++++ Data provided ++++

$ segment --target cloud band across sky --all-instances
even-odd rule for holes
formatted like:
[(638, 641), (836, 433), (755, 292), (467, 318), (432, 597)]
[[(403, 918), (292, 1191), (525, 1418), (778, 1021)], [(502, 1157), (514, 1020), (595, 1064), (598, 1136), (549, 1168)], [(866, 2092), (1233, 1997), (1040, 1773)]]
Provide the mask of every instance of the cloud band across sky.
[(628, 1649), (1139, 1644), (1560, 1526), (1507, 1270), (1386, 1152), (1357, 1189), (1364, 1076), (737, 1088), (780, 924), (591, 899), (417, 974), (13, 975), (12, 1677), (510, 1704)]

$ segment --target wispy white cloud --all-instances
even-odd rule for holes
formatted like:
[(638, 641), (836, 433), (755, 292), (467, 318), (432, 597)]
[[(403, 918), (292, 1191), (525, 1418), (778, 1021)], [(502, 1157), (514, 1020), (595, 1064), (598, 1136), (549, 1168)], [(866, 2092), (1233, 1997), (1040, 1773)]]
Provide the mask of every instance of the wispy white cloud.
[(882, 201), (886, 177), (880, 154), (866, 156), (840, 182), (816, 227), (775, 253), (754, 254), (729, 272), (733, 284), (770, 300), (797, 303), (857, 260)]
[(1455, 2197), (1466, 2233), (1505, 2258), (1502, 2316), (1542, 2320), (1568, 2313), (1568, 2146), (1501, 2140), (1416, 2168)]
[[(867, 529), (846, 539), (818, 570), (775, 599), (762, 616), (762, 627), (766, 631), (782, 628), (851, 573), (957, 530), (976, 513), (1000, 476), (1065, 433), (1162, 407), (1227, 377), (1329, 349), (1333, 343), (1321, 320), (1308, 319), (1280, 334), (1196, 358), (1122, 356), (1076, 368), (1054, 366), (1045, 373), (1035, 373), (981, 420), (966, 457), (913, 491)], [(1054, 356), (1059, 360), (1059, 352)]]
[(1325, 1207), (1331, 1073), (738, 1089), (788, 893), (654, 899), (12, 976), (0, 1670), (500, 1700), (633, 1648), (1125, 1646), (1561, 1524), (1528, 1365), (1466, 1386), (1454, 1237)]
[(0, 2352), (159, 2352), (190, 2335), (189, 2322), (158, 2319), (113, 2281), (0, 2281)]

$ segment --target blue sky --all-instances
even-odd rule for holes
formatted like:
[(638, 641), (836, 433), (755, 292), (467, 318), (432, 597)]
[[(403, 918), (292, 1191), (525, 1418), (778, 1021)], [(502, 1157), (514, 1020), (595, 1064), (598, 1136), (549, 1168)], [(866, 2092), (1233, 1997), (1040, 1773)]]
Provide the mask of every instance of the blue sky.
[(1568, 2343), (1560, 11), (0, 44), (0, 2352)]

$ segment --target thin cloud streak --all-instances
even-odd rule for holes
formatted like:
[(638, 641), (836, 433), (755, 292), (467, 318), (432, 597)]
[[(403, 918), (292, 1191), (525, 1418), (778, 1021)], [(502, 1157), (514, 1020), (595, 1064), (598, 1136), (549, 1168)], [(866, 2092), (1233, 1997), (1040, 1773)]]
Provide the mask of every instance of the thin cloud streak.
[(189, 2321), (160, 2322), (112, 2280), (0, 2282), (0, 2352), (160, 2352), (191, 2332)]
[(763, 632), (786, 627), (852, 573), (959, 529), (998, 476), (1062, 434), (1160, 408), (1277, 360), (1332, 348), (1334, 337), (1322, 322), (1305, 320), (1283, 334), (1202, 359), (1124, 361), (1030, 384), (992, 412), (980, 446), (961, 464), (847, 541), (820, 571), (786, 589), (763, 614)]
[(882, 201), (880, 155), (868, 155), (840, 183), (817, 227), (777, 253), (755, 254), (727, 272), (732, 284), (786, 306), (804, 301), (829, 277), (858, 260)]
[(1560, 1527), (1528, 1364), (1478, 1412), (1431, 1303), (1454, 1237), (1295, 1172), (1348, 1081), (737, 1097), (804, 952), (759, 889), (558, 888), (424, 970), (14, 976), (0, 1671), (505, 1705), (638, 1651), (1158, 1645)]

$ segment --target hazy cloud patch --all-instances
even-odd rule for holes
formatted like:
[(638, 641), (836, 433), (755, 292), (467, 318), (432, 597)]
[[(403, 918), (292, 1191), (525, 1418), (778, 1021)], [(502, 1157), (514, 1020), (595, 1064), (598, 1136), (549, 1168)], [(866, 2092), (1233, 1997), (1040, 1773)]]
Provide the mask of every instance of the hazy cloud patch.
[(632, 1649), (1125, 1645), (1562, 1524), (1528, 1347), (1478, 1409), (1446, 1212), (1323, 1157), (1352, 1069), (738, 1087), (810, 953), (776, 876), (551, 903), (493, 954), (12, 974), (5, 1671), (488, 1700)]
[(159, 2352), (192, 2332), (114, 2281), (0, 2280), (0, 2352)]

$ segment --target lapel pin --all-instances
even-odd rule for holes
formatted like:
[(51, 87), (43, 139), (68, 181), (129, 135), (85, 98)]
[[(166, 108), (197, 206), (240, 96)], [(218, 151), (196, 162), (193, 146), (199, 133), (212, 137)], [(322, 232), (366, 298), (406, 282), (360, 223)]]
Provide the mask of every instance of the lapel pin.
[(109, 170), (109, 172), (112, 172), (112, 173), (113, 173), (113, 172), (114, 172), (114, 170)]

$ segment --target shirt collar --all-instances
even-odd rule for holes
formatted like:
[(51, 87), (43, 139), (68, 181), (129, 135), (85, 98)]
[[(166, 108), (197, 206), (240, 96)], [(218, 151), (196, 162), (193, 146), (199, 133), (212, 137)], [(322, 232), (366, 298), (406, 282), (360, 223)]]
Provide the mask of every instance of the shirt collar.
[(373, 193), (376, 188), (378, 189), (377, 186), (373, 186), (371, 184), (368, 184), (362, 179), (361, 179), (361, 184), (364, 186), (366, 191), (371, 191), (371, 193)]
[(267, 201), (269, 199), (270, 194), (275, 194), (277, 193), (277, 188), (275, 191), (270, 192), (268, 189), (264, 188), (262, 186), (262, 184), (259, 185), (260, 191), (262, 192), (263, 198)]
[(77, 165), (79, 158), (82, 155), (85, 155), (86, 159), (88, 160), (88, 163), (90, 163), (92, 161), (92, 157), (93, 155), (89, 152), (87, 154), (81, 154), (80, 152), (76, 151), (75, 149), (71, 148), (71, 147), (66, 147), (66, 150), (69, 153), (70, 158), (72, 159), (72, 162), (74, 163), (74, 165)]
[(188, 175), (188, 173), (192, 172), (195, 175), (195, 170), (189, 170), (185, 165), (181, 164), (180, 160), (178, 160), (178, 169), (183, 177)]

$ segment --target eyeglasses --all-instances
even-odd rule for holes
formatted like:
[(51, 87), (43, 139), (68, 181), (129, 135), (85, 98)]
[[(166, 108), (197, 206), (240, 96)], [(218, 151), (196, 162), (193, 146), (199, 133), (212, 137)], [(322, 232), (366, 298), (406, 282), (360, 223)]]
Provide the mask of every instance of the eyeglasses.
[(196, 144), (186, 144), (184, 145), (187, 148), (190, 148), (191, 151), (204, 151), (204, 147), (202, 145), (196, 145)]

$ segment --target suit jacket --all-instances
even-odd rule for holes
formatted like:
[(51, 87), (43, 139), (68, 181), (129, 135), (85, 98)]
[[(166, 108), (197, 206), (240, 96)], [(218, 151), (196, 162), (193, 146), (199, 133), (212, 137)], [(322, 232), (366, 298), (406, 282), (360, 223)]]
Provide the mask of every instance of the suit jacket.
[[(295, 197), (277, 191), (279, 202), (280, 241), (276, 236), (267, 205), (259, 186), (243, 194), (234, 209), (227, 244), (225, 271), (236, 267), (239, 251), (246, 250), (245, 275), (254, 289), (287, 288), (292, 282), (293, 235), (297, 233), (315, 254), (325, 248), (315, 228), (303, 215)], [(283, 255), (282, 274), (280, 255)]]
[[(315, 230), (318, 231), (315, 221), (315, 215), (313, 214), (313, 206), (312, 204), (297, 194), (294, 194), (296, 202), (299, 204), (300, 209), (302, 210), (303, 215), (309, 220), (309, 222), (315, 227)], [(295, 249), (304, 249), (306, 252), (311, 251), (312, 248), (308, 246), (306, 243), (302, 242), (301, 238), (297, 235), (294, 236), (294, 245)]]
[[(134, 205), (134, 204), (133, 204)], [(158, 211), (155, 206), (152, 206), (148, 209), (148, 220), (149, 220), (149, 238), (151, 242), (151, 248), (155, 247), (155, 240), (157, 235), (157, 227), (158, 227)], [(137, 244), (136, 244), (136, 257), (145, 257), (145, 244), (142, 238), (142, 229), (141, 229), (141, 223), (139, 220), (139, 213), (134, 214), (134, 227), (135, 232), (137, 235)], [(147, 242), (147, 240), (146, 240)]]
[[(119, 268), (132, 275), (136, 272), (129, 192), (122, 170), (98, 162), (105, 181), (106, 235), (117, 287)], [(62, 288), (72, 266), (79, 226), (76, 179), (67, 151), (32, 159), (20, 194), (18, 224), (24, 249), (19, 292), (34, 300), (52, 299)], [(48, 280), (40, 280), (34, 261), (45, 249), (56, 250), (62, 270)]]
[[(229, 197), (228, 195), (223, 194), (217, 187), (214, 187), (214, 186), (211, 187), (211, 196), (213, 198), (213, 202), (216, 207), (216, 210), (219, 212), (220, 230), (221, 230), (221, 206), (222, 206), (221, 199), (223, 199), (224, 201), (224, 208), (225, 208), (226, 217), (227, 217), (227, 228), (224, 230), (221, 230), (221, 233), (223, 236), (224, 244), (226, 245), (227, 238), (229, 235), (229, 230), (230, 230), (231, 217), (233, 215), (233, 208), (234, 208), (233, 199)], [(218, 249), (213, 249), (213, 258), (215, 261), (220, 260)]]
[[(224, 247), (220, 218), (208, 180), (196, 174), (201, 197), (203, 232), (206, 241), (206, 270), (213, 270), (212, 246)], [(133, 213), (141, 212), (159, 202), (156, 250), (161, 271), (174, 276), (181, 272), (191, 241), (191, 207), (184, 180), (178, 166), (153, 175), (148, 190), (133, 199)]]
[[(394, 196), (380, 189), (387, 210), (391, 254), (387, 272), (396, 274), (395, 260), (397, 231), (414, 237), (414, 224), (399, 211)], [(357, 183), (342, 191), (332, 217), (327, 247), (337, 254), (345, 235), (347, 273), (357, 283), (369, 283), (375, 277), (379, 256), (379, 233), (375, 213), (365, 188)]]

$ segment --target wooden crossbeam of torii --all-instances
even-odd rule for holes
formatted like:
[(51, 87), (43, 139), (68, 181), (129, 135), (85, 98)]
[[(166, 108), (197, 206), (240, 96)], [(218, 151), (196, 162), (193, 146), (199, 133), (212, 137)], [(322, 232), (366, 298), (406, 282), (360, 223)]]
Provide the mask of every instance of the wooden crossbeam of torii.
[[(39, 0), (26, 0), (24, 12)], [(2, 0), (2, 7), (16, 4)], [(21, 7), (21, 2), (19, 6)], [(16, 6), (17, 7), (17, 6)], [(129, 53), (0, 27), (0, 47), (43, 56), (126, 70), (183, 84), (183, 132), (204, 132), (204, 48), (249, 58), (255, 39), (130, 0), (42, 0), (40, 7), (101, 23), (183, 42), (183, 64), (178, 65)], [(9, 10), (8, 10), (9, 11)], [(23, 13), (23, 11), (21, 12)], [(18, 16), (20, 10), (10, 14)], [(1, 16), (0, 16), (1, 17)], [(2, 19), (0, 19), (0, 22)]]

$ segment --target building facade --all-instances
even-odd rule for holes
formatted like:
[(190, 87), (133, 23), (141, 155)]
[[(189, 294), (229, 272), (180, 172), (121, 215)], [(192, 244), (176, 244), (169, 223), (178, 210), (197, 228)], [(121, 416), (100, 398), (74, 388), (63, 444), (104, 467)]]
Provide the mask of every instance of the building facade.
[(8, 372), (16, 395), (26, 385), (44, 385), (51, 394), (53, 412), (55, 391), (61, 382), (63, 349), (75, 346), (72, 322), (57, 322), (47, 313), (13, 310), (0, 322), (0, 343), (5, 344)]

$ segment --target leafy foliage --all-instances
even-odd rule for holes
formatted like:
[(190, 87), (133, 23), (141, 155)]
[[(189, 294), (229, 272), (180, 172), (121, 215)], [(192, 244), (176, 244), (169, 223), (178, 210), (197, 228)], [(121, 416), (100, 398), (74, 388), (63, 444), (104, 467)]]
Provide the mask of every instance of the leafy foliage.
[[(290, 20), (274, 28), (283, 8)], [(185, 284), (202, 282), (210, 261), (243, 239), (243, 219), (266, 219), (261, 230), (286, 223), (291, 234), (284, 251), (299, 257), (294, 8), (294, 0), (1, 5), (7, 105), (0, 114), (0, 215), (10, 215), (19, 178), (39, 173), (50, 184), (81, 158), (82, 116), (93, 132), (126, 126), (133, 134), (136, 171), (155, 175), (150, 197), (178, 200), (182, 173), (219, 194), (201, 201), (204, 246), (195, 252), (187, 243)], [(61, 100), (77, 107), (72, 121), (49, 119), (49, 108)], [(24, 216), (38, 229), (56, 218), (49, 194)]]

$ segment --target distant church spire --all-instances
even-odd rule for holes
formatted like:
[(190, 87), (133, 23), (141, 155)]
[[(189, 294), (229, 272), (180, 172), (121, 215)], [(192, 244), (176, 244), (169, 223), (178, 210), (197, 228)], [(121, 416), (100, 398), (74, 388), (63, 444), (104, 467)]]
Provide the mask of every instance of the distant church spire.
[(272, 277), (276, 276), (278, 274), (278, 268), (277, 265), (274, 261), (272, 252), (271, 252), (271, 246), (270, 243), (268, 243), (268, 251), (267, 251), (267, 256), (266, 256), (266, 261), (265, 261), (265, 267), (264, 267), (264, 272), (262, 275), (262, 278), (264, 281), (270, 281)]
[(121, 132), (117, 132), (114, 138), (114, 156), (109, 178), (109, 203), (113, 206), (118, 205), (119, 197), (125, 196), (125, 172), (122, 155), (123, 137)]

++++

◆ **What is required**
In the entries above, find the line with "cloud patch --all-instances" and the line with "shirt collar --all-instances", then restate word for word both of them and every line between, with nothing more.

◆ **Answer to the exercise**
$ segment --target hazy cloud patch --all-instances
even-odd rule for holes
formatted like:
[(638, 641), (836, 433), (755, 292), (467, 318), (432, 597)]
[[(403, 918), (292, 1191), (525, 1418), (778, 1021)], [(502, 1157), (514, 1020), (595, 1064), (598, 1136), (549, 1168)], [(866, 2092), (1233, 1997), (1040, 1773)]]
Provide the mask of every instance of the hazy cloud patch.
[(632, 1649), (1125, 1645), (1562, 1524), (1528, 1347), (1478, 1409), (1446, 1212), (1323, 1157), (1352, 1069), (738, 1087), (810, 953), (776, 876), (551, 903), (493, 954), (12, 974), (5, 1671), (488, 1700)]
[(159, 2352), (192, 2332), (114, 2281), (0, 2280), (0, 2352)]

$ segment --target lapel pin --all-instances
even-odd rule for holes
formatted like:
[(51, 87), (43, 139), (68, 181), (129, 135), (85, 98)]
[[(166, 108), (197, 206), (240, 96)], [(218, 151), (196, 162), (193, 146), (199, 133), (212, 137)], [(322, 232), (366, 298), (406, 282), (360, 223)]]
Provide the mask of every instance of the lapel pin.
[(109, 170), (109, 172), (112, 172), (112, 173), (113, 173), (113, 172), (114, 172), (114, 170)]

$ segment --target shirt collar --all-instances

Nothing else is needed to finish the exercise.